_Task to complete:_
First find the line containing "Target: white teeth" in the data, then set it down exactly along with every line after it, through the last.

_Data provided:_
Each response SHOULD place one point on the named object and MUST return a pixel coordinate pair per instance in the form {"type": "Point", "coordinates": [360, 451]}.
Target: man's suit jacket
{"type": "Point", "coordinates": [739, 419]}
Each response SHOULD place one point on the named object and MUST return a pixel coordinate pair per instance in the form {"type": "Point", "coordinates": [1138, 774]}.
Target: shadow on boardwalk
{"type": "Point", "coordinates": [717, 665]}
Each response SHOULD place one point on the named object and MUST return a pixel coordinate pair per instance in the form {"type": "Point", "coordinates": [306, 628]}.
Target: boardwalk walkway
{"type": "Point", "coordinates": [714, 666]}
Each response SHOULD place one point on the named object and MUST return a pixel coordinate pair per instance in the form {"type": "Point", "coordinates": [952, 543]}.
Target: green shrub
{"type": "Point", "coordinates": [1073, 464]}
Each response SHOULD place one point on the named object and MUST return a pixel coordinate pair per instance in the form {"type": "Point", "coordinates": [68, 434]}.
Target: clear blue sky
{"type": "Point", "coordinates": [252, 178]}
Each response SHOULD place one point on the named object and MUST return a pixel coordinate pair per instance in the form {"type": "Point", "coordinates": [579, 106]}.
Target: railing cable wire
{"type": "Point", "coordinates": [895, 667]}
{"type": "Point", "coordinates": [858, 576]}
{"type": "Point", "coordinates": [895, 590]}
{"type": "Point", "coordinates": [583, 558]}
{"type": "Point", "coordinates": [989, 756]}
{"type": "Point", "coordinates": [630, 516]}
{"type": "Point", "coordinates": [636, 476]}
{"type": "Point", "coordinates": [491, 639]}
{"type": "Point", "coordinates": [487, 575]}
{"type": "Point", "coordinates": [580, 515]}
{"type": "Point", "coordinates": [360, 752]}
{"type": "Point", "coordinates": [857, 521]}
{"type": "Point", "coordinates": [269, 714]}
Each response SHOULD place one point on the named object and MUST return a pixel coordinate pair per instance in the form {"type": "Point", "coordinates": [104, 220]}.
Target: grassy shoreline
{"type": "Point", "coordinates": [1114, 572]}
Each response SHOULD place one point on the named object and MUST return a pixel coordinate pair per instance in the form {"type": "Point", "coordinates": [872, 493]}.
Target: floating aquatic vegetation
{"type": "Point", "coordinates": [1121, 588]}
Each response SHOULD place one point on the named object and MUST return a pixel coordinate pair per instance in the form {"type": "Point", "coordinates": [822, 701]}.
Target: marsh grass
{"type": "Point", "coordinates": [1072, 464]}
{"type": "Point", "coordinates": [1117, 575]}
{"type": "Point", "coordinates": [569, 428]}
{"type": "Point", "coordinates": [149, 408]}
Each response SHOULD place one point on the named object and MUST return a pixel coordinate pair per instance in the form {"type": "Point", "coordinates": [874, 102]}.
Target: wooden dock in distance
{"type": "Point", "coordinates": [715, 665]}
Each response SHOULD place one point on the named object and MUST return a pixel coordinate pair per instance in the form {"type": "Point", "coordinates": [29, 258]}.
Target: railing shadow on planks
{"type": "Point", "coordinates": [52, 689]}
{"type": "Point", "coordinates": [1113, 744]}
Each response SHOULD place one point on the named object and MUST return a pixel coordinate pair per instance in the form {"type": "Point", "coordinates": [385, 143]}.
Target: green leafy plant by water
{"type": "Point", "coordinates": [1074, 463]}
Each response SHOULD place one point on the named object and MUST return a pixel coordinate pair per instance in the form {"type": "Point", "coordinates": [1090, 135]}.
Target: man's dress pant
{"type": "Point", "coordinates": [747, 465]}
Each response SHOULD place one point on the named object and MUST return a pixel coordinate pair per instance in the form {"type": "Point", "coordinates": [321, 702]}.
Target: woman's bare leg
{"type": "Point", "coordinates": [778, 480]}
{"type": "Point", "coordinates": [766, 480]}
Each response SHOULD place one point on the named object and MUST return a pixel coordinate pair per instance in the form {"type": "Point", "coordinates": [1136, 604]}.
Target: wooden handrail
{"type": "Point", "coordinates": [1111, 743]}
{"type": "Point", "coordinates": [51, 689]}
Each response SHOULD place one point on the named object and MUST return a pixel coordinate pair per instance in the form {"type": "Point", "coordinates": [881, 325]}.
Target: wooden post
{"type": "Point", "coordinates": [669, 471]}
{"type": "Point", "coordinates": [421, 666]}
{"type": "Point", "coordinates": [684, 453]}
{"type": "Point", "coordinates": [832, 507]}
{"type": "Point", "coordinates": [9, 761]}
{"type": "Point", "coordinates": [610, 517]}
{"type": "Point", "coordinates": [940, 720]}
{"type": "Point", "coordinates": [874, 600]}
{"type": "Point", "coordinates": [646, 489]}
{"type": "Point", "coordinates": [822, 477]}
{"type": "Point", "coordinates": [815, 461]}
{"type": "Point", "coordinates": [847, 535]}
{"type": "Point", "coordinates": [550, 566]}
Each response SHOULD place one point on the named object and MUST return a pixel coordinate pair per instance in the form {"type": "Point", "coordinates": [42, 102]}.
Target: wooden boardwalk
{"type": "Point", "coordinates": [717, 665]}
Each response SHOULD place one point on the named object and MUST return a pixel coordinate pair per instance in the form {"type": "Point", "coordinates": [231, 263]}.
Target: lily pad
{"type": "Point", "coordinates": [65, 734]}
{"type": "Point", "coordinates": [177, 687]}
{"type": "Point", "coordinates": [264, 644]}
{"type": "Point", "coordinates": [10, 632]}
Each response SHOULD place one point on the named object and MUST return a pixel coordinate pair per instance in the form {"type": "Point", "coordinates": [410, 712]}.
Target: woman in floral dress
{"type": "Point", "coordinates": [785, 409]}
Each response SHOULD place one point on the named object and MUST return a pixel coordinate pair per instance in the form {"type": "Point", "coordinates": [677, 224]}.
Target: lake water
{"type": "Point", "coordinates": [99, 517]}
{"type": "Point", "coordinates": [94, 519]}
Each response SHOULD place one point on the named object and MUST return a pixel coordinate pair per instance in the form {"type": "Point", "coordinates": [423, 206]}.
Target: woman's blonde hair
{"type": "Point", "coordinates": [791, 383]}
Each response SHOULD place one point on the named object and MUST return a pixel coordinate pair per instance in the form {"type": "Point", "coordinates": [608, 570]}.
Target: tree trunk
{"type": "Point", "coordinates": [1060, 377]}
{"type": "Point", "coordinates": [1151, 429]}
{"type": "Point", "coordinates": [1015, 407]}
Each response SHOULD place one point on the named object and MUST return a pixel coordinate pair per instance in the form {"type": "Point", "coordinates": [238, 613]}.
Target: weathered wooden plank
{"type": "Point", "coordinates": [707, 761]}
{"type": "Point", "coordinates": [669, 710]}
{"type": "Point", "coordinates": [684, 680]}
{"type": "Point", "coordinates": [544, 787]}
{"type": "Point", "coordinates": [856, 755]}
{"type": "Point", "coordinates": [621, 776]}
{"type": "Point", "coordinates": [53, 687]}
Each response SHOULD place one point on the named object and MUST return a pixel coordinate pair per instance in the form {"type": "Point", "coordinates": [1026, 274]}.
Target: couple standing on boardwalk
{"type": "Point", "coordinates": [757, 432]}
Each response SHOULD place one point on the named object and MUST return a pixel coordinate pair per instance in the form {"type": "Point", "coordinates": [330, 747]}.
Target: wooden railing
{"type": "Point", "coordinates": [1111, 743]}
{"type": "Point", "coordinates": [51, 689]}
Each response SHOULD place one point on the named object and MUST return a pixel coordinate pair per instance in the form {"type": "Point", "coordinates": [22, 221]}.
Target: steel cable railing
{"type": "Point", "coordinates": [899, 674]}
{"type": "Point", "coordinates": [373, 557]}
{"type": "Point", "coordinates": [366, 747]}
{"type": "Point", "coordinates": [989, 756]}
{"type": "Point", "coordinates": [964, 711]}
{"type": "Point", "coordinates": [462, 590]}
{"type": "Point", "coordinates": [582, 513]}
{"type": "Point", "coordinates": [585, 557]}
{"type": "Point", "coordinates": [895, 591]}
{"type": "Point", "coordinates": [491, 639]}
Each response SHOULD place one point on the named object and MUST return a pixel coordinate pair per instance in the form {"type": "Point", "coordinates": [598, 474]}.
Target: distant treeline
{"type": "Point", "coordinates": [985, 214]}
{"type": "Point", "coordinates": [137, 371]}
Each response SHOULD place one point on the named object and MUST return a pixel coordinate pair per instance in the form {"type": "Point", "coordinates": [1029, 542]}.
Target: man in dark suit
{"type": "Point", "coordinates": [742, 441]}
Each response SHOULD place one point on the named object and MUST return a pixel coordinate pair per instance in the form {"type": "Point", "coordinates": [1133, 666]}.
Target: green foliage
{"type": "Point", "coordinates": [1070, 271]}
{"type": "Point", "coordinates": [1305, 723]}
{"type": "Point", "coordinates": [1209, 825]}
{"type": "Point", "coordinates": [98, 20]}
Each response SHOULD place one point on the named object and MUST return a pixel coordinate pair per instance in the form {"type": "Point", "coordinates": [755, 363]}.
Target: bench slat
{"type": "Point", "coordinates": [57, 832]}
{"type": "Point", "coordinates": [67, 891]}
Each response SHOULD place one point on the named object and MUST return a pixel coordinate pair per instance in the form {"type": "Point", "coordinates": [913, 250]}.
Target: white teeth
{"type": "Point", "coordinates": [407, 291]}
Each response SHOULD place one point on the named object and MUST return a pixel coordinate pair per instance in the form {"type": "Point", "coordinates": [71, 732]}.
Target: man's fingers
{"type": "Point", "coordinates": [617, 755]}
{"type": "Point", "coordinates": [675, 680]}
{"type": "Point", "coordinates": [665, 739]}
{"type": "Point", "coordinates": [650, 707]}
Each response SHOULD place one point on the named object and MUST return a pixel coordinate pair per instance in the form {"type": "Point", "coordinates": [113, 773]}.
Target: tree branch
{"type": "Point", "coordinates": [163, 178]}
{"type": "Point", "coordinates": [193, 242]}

_The completed task:_
Target: white teeth
{"type": "Point", "coordinates": [407, 291]}
Each response SHOULD place one point on the named object and MUST return a pixel coordinate pair per instance in the form {"type": "Point", "coordinates": [71, 732]}.
Target: man's fingers
{"type": "Point", "coordinates": [617, 755]}
{"type": "Point", "coordinates": [675, 680]}
{"type": "Point", "coordinates": [665, 739]}
{"type": "Point", "coordinates": [650, 707]}
Each response SHOULD place one point on the named object and MUST return a pixel coordinate pair per instance in the form {"type": "Point", "coordinates": [113, 773]}.
Target: tree branch
{"type": "Point", "coordinates": [163, 178]}
{"type": "Point", "coordinates": [193, 242]}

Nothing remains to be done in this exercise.